Saturday, September 20, 2008

First Days of Class






So I’m done with my first week of class. The experience varied very much from group to group. So far, all of my students are in the second year, but each group seems to be on a drastically different level as far as English is concerned. Some have been very bashful and timid, too afraid to speak in front of everyone or in front of me. Others have no problem going on endless tangents or grilling me with all sorts of questions. These groups have been a lot of fun.

As of last week I had been given 8 groups, each of whom I see only once every two weeks. They arranged it this way so that as many students as possible could have interactions with a native speaker. I realized what a big deal this is when one student told me after class, “You’re the first foreigner we’ve ever met.” It’s funny, though, ‘cause I seem to be constantly surrounded by foreigners. Anyway, so far I’ve been doing the same class over and over again. My theme for these two weeks is entertainment, and so I just blab on and on about what’s it’s like to entertain yourself as a young person in America. I tell stories from college, show pictures of my friends, and try to draw them into a comparative discussion of American and Russian entertainment. Depending on the group, this can either be all too easy or impossible.

The students are all (mostly) really great. Even those with lower language skills are genuinely interested in hearing what I have to say and listen attentively. I explain to them what it means to be from a suburban area and then from a rural area and talk about what it’s like to try to amuse yourself in a place where there aren’t so many obvious solutions (Gambier). I try to show them that in a rural place like Kenyon, you often resort to more original forms of entertainment. Usually, by the end of the presentation, they’re thoroughly convinced: my friends and I are unusual. They are often amazed that we have the free time to do all of the things we do. Looking back, I’m kind of amazed too. Then again, I think people at Kenyon tend to squeeze as much as possible into every day.

I also gave a talk at the American Center at TGU, the main state university. The topic was liberal arts education in America and student life. For this reason, it was sort of similar to what I have been teaching in class. I explained to them all of the obvious differences between state and private schools, along with a lot of the values and educational ideals emphasized at liberal arts schools. One of the things I try to emphasize is how drastically different it is to live on a small, isolated campus, to be a separate, academically oriented entity. In Russia, most students live with their parents at home, since it would be way to expensive, not to mention difficult to find an apartment. Only students who were raised very far from the city (and I mean very far… many students explained that they live close to the city… just a quick 400 km train ride away) live in dorms. To live on a small campus with everyone you know, a lot of your professors, and everything you need in your daily life is something totally foreign to Russian students. As a result, the experience of studying in an American college is very, very different.

One thing that’s surprised me about teaching in a Russian classroom is the professors. The first part of the surprise is that they sit in and watch me teach the class. At first I was uncomfortable about this, as I didn’t want to have someone watching me do my job and didn’t want to filter what I was going to say, but it turns out that most of these professors are very young. One I know for sure is only a year older than me. They must be encouraged to teach as they are working on their masters and doctorate. I soon became completely comfortable with them in the room, as I realized they are just as genuinely interested in what I have to say as the students. I’ve even started asking them to introduce themselves like the students. They are curious, ask questions, and are just as enthralled as the students. I know at least one of them has recently spent time in America, doing a work and travel program, and she had some interesting stories to share about American entertainment as well.

__Collected data__
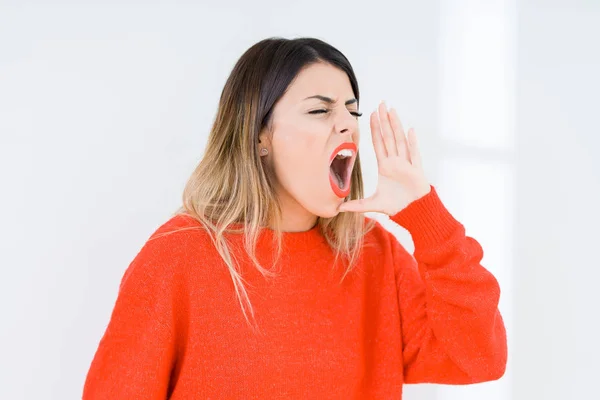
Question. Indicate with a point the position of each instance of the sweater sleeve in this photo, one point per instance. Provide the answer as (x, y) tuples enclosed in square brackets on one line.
[(452, 331), (136, 353)]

__What is expected__
Write the next paragraph of the blog post about teaching English classes in Russia, continuing after its final sentence. This work doesn't need the listing.

__Result__
So far, organization is not something I’ve found to be typical of a Russian university. Half of my classes so far have been in different places than they were supposed to be (as written on my schedule). On top of that, more and more classes seem to be trickling in, as representatives from countless departments all around the campus slowly get their act together and decide it’s time to pencil me in. At first I was disappointed that I had only been given 4 classes a week, but now it’s turning out that I might have way more classes than expected (that is, more than Fulbright recommends). From the way people have been talking, they seem to think that I should have 9, 90-minute classes a week. This wouldn’t be quite so bad if each building wasn’t 20 minutes away from the next. They also all seem to think that it would be most convenient for me if I have 4 back-to-back classes in one day. I wonder, when am I supposed to eat?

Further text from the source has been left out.